### What to work on
Identify every line in the records below that contains the string "dump", and copy each of those lines. Case matters.

### Data records
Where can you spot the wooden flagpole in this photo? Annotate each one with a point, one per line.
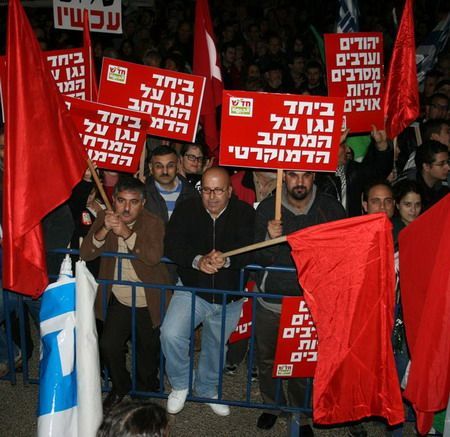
(256, 246)
(97, 181)
(278, 194)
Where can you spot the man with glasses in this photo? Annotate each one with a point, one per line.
(432, 168)
(193, 161)
(378, 197)
(198, 232)
(164, 187)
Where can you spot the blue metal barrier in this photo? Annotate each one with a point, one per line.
(247, 402)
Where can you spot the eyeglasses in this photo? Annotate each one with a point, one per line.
(207, 191)
(441, 163)
(387, 202)
(194, 158)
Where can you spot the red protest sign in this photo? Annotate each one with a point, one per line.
(113, 137)
(355, 71)
(297, 345)
(244, 327)
(172, 99)
(71, 70)
(291, 132)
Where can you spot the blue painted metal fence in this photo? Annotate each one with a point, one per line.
(248, 401)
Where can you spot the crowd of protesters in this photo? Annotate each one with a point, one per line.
(264, 46)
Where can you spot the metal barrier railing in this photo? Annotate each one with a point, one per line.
(248, 400)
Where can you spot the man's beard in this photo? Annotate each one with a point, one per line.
(299, 192)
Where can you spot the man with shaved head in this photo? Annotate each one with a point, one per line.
(198, 232)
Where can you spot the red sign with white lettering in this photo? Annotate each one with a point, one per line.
(290, 132)
(113, 137)
(355, 71)
(172, 99)
(71, 70)
(297, 345)
(244, 327)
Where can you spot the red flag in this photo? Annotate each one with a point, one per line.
(93, 89)
(207, 63)
(401, 103)
(346, 269)
(44, 156)
(425, 287)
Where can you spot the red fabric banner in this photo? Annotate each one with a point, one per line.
(402, 90)
(207, 64)
(355, 71)
(285, 131)
(296, 354)
(93, 88)
(113, 137)
(44, 156)
(346, 269)
(172, 99)
(425, 289)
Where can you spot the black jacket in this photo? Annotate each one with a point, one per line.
(191, 231)
(324, 209)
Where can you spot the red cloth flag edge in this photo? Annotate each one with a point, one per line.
(207, 64)
(93, 88)
(346, 269)
(401, 103)
(425, 287)
(44, 156)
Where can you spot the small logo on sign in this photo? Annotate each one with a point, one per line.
(240, 107)
(117, 74)
(284, 369)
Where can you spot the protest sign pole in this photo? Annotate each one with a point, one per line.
(256, 246)
(141, 176)
(99, 185)
(278, 194)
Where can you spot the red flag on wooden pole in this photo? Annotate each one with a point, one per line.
(346, 269)
(425, 289)
(44, 156)
(207, 64)
(401, 104)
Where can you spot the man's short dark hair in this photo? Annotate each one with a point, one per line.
(426, 153)
(431, 127)
(437, 96)
(375, 183)
(129, 183)
(314, 64)
(162, 151)
(186, 146)
(403, 187)
(134, 419)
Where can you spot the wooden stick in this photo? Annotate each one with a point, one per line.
(256, 246)
(278, 194)
(99, 185)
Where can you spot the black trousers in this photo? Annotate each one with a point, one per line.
(266, 335)
(113, 348)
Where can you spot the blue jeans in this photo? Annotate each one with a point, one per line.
(175, 340)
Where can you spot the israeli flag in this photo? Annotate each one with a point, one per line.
(70, 400)
(348, 20)
(58, 378)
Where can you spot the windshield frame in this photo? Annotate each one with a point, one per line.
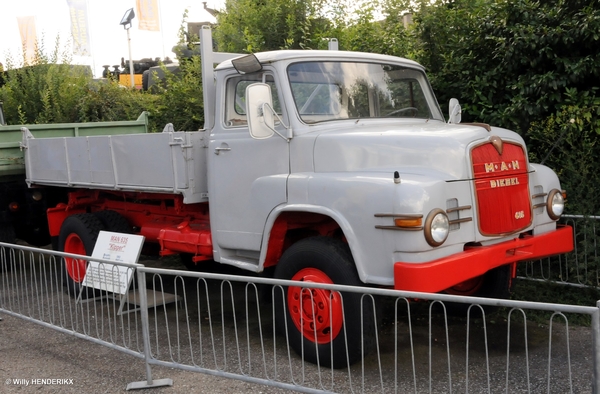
(372, 87)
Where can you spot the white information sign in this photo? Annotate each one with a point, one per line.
(116, 247)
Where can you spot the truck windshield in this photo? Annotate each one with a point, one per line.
(331, 90)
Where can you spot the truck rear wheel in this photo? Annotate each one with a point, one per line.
(78, 235)
(326, 327)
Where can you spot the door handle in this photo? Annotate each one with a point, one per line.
(220, 149)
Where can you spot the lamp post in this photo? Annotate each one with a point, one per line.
(126, 23)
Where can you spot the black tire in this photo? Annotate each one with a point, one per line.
(78, 234)
(7, 233)
(330, 261)
(114, 221)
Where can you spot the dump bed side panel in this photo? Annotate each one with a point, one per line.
(169, 162)
(11, 156)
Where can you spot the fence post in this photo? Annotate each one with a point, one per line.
(143, 296)
(596, 348)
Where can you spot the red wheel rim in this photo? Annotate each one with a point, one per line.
(317, 313)
(75, 267)
(468, 287)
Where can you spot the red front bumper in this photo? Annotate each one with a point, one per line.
(446, 272)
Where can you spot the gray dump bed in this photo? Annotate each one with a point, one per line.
(167, 162)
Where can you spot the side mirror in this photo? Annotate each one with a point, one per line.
(260, 119)
(454, 111)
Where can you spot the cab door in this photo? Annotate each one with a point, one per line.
(247, 177)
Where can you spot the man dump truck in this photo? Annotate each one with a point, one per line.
(23, 209)
(326, 166)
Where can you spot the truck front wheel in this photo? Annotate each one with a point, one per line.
(326, 327)
(78, 235)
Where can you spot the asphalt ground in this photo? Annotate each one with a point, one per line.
(32, 355)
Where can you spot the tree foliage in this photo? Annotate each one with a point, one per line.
(252, 26)
(510, 61)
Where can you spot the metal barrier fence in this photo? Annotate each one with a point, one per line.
(578, 268)
(225, 325)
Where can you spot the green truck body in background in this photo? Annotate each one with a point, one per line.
(23, 210)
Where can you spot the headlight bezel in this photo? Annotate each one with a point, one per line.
(435, 218)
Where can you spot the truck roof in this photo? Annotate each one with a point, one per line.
(306, 55)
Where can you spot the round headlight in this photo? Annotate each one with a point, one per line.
(436, 227)
(555, 205)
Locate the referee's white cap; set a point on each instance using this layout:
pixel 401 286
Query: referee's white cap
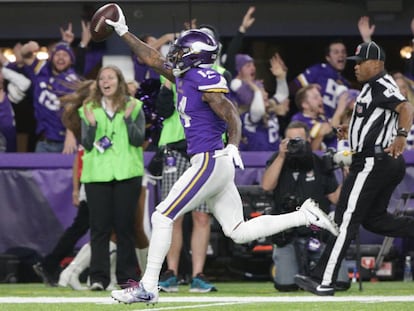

### Solution
Where can you spot the dump bed side panel in this photo? Annotate each one with a point, one per line.
Where can you spot the gray dump bed in this photo? Annotate each one with a point, one per line.
Where can you spot the man dump truck in this photo? Annotate each one with a point, one per line.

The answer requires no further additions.